======== GIVEN TEXT ========

Blackout/IR Signal/Thermal Load
Blackout, infrared signature, and thermal load are very closely related attributes in soft-sided emergency shelters. Warwick provides a number of options for tent designers addressing these three parameters.
These laminates allow you to customize solutions to meet specific requirements. One option offers improved functionality obtained using a two-layer approach of tent skin and thermal liner.
This provides improved durability and thermal management with the option to remove the thermal layer as required. Another material integrates blackout and IR signature into a single laminate.
This approach offers simplicity in bonding, thermal management, system durability, and low packing volume. Another option is a three-ply system consisting of a solar fly, tent wall, and thermal liner. This emergency shelter system significantly reduces thermal load.
Fielding requirements of protective tents and emergency shelters demand laminates that maintain their chemical and biological protection, tensile strength, and overall integrity throughout the life of the tent. Even after repetitive erecting and striking, decontamination, exposure to abrasion, UV and weathering, our laminates are designed to resist pinholing, tearing, and delamination.
In addition to standard test methods, we have developed new methods and apparatus to test laminate durability, including a dynamic sheer for stress/strain measurement that our laminates have successfully completed past 100,000 cycles.
Interply Peel Strength
The integrity and durability of any laminate is only as good as the interfacial strength of adhesion between each layer. Warwick is a world leader in the development, engineering, and testing of adhesive systems for multilayer laminates.
Unlike general purpose tent or shelter materials, an integrated chem-bio laminate consists of many different layers and needs to deliver high interply strength in order to support its specific operational requirements during serious threats and emergency situations.
In order to accommodate various tensile requirements, we have engineered a low-mass substrate using high-strength yarns in combination with flame retardant in-fill fiber. This solution allows us to offer a substrate that delivers the highest tensile performance required.

========

* _EXERCISE DESCRIPTION_: Continue the text on shelter laminates from where it stops. The material after this point has no connection to the text on shelter laminates.

======== DATA ========

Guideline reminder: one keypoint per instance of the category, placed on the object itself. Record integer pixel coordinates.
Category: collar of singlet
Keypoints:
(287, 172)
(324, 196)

========

* _OUTPUT_:
As with any shelter structure, flame resistance is crucial. Flammability is a multifaceted problem within a laminate system—each layer brings different flame loads with complex interactions within the combustion cell. Warwick has engineered a flame retardant system that considers both the individual components and the total system's flame load.
Vertical Flame Test ASTM D6413
The specimen is exposed to an open flame for 12 seconds, after which the flame source is removed. Then the specimen is observed and timed for how long it continues to flame. In order to pass this test, the sample must self extinguish within a specified time. In addition, the char length is measured and must not exceed a specified length.
As you can see with the material sample on the right, our laminates self extinguish, have low char length, retain structure, and therefore pass vertical flame tests.
Warwick's chem-bio TurtleSkin materials are designed from inception to incorporate the highest levels of flame retardant performance. This material self-extinguishes in less than two seconds, has a consumption level of less than one 1.5 inches, and will not melt or drip.
This performance has been verified in both humid and very low humidity conditions.
In addition to this base performance, the laminate character of this material does not absorb hydrocarbons that may be present in aircraft emergencies, which further reduces the risk of burn-through from fuel-induced flame load upon the garment. A key behavior in personnel protection is preventing direct flame contact with the user's skin.